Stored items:
- Opening Delimiter -

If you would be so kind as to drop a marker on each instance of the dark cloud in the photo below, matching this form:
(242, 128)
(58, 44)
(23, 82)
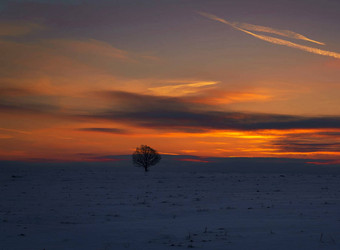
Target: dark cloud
(104, 130)
(303, 147)
(177, 114)
(310, 142)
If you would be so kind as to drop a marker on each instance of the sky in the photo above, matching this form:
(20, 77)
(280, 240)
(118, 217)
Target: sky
(87, 80)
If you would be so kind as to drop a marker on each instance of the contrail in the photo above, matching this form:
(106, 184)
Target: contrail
(252, 27)
(286, 33)
(275, 40)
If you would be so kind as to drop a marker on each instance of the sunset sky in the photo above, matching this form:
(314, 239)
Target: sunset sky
(85, 80)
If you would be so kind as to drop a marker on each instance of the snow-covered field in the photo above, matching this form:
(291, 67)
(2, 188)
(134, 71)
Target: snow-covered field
(89, 207)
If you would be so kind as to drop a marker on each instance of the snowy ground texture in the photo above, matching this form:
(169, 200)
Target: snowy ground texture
(103, 207)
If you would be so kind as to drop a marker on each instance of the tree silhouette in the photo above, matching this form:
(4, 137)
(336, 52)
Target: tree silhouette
(145, 156)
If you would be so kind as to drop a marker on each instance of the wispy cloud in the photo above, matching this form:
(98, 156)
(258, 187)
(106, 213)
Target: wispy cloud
(181, 89)
(104, 130)
(14, 29)
(175, 113)
(273, 39)
(285, 33)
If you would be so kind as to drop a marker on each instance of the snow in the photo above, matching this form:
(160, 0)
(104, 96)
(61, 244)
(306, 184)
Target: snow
(120, 207)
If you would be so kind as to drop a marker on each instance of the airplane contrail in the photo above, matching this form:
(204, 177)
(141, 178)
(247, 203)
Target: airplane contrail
(275, 40)
(286, 33)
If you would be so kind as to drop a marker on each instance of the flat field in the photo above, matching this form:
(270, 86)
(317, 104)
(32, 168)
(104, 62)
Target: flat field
(89, 207)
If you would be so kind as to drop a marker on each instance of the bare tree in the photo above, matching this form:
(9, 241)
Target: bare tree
(145, 156)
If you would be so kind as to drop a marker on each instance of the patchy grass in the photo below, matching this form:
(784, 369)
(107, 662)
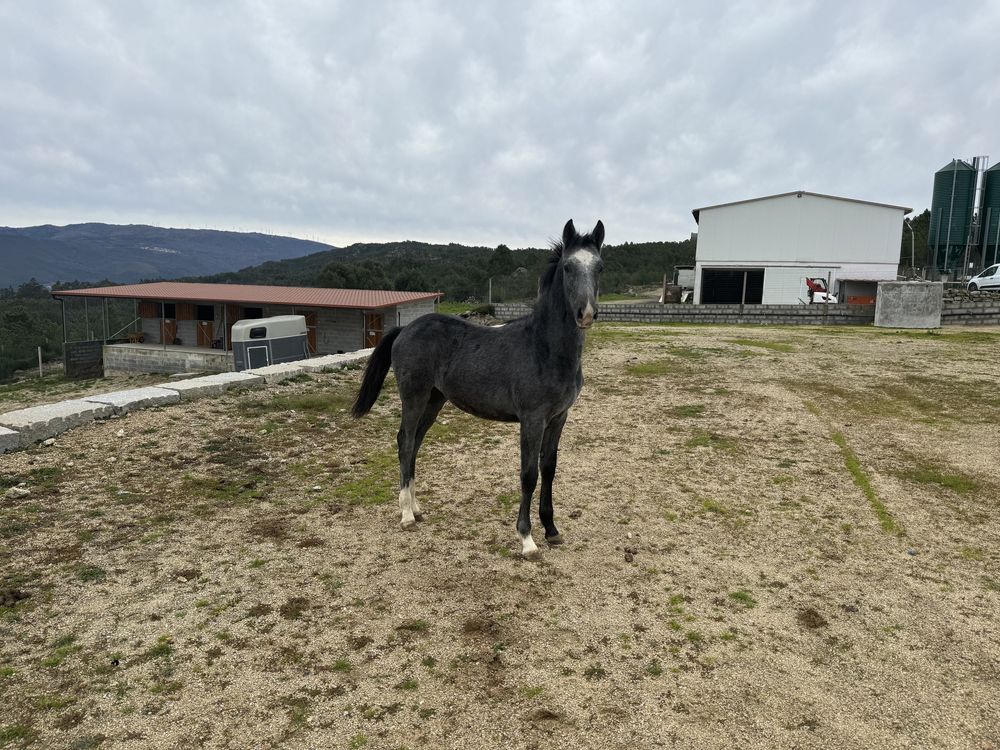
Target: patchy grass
(862, 480)
(773, 346)
(688, 411)
(374, 483)
(706, 439)
(743, 598)
(958, 483)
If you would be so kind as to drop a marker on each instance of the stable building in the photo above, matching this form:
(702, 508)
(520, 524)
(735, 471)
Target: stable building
(762, 250)
(186, 327)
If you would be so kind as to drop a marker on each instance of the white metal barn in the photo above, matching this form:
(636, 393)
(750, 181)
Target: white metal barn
(770, 246)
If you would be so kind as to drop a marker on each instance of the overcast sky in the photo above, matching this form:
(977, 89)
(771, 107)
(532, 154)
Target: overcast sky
(480, 122)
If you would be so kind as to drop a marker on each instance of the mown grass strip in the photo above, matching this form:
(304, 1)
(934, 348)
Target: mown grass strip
(861, 479)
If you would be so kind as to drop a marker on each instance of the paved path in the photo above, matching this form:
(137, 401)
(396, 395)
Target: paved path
(24, 427)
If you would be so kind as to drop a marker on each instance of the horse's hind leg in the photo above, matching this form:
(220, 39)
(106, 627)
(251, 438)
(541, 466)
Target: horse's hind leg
(550, 451)
(434, 404)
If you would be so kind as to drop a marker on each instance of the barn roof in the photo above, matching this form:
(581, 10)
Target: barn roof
(365, 299)
(697, 211)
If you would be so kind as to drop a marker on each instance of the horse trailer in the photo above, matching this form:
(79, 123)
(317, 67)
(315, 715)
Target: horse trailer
(269, 341)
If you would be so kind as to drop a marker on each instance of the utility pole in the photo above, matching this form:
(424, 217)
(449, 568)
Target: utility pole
(913, 263)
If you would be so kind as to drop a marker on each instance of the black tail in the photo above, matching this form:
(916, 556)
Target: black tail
(375, 372)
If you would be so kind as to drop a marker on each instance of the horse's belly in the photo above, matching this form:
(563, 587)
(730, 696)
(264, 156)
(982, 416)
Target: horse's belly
(483, 411)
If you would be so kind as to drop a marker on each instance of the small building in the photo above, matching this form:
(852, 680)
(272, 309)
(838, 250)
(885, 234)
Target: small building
(762, 250)
(185, 327)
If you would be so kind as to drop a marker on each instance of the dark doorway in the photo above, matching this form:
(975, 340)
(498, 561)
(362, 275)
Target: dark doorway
(374, 323)
(724, 286)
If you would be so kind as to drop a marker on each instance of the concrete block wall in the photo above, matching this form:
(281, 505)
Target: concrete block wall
(909, 304)
(83, 359)
(731, 314)
(963, 312)
(408, 313)
(340, 330)
(135, 359)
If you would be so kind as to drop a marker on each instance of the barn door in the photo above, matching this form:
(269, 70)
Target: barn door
(374, 323)
(168, 331)
(311, 323)
(232, 315)
(204, 333)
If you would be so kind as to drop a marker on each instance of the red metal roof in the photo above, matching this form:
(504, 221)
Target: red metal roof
(297, 296)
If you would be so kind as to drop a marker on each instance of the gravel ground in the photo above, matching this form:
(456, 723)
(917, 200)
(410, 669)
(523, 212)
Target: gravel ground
(776, 537)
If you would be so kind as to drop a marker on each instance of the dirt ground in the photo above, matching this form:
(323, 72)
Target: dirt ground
(776, 537)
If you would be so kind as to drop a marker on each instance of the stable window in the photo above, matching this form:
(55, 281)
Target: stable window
(725, 286)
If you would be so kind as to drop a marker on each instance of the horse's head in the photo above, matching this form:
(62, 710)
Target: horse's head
(582, 265)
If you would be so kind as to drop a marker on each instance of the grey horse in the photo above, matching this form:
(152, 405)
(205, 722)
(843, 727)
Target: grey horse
(527, 371)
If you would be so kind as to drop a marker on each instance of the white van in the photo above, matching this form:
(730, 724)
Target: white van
(988, 279)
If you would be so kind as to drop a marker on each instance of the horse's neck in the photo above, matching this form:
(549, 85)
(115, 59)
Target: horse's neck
(556, 324)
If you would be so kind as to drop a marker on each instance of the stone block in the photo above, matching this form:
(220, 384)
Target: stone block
(909, 304)
(42, 422)
(137, 398)
(9, 440)
(212, 385)
(278, 373)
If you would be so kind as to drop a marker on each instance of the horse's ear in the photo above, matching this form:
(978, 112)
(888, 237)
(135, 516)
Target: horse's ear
(569, 234)
(598, 234)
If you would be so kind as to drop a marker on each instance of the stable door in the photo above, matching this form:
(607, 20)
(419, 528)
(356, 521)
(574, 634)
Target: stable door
(374, 323)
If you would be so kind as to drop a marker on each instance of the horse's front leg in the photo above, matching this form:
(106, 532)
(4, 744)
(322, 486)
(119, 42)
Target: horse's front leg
(549, 455)
(531, 442)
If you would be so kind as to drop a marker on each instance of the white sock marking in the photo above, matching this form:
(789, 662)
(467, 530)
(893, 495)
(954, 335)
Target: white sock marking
(528, 547)
(406, 505)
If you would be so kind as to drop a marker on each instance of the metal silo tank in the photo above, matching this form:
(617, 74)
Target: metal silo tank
(951, 212)
(990, 216)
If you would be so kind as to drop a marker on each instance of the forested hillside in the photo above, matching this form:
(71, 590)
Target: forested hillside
(30, 318)
(133, 252)
(460, 272)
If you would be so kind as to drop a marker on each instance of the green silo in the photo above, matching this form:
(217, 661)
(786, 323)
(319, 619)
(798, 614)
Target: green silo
(951, 213)
(990, 216)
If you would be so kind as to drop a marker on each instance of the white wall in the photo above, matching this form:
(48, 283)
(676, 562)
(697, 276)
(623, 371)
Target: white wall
(784, 284)
(809, 229)
(791, 238)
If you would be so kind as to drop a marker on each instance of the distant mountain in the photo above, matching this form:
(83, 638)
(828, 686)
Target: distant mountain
(129, 253)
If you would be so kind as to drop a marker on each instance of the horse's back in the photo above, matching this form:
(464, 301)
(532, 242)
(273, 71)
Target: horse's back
(470, 364)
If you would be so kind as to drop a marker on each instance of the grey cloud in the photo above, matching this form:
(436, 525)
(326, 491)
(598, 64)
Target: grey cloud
(479, 122)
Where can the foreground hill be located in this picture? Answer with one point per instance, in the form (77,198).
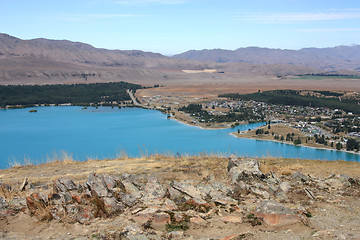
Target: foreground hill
(161,197)
(328,59)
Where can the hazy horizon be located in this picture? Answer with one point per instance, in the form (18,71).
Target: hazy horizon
(174,26)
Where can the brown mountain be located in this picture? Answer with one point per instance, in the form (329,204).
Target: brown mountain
(44,61)
(328,59)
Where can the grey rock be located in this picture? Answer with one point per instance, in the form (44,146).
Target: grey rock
(113,182)
(97,186)
(133,232)
(241,189)
(3,203)
(299,177)
(244,169)
(128,200)
(189,190)
(153,189)
(177,196)
(260,192)
(64,185)
(112,205)
(273,208)
(284,187)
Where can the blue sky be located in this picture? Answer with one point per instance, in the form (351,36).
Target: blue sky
(175,26)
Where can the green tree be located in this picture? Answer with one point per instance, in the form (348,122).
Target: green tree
(352,144)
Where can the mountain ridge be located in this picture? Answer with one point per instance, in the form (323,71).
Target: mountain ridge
(47,61)
(328,59)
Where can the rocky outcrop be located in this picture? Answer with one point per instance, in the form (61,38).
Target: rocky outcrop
(166,209)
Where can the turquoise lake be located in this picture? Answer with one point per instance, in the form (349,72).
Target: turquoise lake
(106,132)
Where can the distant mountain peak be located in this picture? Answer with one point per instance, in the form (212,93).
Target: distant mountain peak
(332,58)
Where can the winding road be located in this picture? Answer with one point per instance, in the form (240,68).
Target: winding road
(133,98)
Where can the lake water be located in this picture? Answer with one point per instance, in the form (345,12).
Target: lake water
(106,132)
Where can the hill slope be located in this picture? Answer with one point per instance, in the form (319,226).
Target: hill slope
(329,59)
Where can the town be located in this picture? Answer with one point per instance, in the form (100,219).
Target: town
(320,127)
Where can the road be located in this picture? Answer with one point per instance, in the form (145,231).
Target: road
(133,98)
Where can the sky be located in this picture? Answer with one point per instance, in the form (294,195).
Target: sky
(174,26)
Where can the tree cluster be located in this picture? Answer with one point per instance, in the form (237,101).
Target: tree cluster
(77,94)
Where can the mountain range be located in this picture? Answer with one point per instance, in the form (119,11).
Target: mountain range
(328,59)
(45,61)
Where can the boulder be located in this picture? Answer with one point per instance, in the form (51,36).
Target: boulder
(3,203)
(97,186)
(284,187)
(112,183)
(153,190)
(275,214)
(36,202)
(133,232)
(188,190)
(244,169)
(299,177)
(64,185)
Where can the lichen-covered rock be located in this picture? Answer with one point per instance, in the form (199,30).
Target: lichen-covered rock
(244,169)
(3,203)
(133,232)
(97,185)
(188,190)
(153,190)
(64,185)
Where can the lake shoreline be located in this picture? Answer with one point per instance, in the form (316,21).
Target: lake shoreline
(289,143)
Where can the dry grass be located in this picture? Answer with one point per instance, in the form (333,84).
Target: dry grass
(168,166)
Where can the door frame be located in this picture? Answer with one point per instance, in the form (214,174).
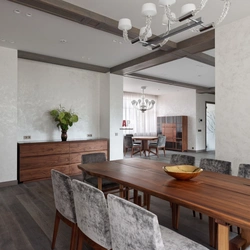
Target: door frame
(206,122)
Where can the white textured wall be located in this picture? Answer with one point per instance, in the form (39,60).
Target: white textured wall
(42,87)
(8,110)
(178,103)
(201,100)
(116,109)
(232,53)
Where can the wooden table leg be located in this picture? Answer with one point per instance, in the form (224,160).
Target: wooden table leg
(175,215)
(212,232)
(245,234)
(121,191)
(99,183)
(223,235)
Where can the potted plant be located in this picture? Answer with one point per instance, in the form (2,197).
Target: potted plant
(64,119)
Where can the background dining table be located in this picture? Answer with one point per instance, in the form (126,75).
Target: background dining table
(224,198)
(144,140)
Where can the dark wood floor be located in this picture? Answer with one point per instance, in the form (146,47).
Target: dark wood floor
(27,218)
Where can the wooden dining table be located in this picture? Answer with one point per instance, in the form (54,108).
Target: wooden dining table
(144,140)
(224,198)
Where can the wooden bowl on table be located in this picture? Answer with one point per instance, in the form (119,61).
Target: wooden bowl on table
(182,172)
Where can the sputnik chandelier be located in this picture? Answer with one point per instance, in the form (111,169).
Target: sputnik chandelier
(188,12)
(143,104)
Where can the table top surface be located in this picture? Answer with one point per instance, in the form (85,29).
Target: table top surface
(145,137)
(219,196)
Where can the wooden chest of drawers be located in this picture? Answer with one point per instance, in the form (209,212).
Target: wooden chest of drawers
(36,159)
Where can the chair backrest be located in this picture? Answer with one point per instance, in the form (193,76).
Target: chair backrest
(179,159)
(94,157)
(133,227)
(244,171)
(128,141)
(63,195)
(161,141)
(218,166)
(92,213)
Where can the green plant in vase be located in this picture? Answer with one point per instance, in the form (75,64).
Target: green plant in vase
(64,120)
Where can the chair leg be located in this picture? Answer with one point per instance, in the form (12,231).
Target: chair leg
(146,200)
(56,226)
(80,240)
(73,237)
(200,214)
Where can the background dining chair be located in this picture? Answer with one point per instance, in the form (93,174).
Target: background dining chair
(134,228)
(129,144)
(244,171)
(92,216)
(160,144)
(218,166)
(178,159)
(107,185)
(65,207)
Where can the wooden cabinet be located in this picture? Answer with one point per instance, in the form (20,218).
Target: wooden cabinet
(175,128)
(35,160)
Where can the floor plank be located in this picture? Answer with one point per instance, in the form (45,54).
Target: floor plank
(27,213)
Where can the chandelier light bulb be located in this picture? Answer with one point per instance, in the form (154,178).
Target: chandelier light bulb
(142,30)
(124,24)
(149,9)
(165,19)
(163,3)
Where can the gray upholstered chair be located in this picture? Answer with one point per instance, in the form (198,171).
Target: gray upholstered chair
(65,207)
(218,166)
(160,144)
(178,159)
(92,216)
(134,228)
(107,185)
(244,171)
(128,143)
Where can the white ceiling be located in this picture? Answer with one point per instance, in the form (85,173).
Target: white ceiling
(41,33)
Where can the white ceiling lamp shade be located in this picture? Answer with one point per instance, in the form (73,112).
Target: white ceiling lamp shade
(188,12)
(149,9)
(125,25)
(186,8)
(143,104)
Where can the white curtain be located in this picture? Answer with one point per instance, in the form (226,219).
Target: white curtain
(142,123)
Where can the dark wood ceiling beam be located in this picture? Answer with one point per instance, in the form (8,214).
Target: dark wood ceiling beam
(60,61)
(208,91)
(203,58)
(186,48)
(83,16)
(169,82)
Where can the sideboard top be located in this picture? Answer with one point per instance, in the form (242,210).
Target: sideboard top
(59,141)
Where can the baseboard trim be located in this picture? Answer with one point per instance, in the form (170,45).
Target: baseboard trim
(8,183)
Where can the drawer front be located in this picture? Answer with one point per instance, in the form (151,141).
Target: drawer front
(44,161)
(74,170)
(42,173)
(88,146)
(77,157)
(36,149)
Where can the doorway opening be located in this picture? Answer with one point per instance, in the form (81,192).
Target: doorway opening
(210,126)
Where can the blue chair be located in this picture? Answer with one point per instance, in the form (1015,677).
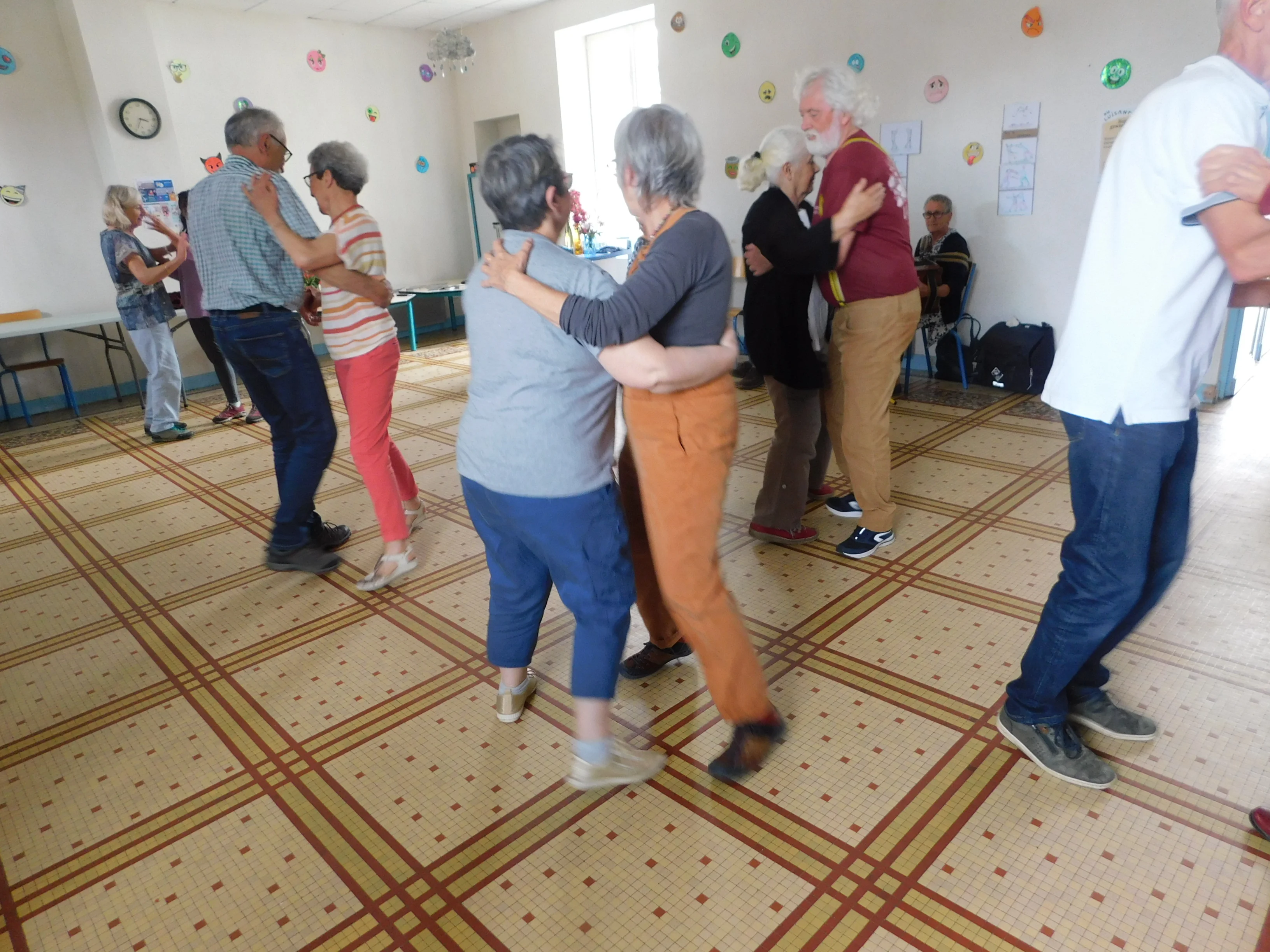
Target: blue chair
(33,366)
(957,337)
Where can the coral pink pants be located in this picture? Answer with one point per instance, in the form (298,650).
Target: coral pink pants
(366,384)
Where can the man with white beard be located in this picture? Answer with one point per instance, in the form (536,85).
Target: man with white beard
(873,295)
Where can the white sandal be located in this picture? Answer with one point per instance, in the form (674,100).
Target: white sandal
(414,517)
(402,563)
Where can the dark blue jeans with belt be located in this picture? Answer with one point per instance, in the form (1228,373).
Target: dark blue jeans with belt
(1131,493)
(274,359)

- Closing Delimiter -

Task details: Among the lines above, find those with the word "below" and list them.

Task result:
If you would be so kind as to drop a marker on each instance of the dark cloud in the photo below, matching this form:
If you would be so kind as to drop a marker on each instance of the patchy grass in the photo below, matching this form:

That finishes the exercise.